DOSTARCZONY WYKAZ
==================================================
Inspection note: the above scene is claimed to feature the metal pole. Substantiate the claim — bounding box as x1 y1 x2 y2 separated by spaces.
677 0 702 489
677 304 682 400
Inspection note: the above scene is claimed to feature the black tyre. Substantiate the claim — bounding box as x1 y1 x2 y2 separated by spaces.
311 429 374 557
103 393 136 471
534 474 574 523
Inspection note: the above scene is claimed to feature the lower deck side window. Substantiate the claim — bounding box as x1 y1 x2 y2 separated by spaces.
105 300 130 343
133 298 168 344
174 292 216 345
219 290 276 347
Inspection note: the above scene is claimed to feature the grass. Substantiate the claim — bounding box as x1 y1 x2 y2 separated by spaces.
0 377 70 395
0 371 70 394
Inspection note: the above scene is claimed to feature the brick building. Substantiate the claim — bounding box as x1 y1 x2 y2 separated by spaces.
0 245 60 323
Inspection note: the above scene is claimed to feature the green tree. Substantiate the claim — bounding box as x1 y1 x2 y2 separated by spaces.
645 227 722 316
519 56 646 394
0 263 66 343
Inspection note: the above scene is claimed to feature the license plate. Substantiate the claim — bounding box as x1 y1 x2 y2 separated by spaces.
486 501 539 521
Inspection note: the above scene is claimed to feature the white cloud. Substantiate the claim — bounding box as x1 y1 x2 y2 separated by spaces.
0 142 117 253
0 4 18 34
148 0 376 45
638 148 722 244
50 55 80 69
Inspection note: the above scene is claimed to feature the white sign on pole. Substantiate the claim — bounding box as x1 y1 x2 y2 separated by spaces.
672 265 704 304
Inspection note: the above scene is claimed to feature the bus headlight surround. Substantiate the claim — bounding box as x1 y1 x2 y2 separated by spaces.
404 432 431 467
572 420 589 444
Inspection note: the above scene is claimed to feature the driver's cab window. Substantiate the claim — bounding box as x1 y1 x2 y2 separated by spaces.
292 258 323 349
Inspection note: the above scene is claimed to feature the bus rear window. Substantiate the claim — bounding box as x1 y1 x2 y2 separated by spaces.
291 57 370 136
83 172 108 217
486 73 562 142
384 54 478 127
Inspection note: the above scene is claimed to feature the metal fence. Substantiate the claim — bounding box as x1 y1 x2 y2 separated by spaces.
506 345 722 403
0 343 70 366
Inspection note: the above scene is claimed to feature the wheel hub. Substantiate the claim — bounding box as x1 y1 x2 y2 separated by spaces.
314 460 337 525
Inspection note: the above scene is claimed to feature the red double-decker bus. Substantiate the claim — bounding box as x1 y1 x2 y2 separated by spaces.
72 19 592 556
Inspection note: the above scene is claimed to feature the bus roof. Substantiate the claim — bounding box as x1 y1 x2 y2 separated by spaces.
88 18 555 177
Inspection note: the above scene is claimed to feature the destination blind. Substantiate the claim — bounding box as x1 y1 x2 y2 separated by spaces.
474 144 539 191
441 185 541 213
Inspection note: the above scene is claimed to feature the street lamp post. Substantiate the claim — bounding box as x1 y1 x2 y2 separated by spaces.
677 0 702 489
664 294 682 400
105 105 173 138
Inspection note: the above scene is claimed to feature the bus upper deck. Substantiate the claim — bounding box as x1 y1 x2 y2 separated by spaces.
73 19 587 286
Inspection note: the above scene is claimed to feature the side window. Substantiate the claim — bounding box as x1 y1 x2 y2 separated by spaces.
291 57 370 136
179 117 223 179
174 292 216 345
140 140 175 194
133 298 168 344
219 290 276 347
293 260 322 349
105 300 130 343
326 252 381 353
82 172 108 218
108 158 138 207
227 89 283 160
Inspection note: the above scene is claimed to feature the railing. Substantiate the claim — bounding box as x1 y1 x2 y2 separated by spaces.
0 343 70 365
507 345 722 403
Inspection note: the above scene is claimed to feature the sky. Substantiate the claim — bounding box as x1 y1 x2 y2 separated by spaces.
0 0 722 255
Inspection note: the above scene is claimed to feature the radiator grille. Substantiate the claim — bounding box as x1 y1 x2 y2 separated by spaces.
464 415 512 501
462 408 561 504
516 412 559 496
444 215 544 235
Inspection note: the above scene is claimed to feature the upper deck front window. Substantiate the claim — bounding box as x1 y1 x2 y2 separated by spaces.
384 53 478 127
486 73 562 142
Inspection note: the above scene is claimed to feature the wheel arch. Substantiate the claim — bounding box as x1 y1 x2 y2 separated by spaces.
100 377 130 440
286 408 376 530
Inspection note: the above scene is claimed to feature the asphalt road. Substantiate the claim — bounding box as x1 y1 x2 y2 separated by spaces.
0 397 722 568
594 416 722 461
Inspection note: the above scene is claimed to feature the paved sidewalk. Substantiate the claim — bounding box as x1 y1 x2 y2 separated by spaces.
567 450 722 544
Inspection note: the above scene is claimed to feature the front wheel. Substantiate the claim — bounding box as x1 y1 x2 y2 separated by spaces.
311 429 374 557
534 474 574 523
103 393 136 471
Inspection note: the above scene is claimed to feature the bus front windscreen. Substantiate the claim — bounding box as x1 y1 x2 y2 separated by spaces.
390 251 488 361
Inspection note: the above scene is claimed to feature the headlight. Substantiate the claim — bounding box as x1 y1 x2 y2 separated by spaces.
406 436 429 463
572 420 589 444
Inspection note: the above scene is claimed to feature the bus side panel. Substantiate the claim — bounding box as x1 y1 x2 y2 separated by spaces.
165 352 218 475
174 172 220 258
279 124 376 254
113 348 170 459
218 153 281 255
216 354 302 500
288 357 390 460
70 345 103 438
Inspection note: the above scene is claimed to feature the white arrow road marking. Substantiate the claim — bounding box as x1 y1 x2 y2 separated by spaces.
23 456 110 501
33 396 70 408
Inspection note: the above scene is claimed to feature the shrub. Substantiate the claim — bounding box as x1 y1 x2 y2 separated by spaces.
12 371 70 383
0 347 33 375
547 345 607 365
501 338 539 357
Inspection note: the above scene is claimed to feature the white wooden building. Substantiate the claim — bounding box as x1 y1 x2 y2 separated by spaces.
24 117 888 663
==================================================
TREŚĆ ZADANIA
Przepisz wiersze wykazu od wiersza zawierającego „feature the asphalt” aż do wiersza zawierającego „567 450 722 544”, oba włącznie, razem z poleceniami, i podaj wyłącznie te wiersze. Każdą współrzędną ramek w odpowiedziach pomnóż przez 2,3 i zaokrąglij do liczby całkowitej, przy czym połówki zaokrąglaj w górę.

WYNIK ZADANIA
Inspection note: the above scene is claimed to feature the asphalt road. Substantiate the claim — bounding box as x1 y1 x2 y2 separated by spaces.
0 913 1661 1306
1366 957 1661 1060
Inspection note: the above scene is claimed to feature the paved sidewalk. Substantiate the claim — bounding box as x1 y1 x2 y2 separated by spaces.
1304 1035 1661 1251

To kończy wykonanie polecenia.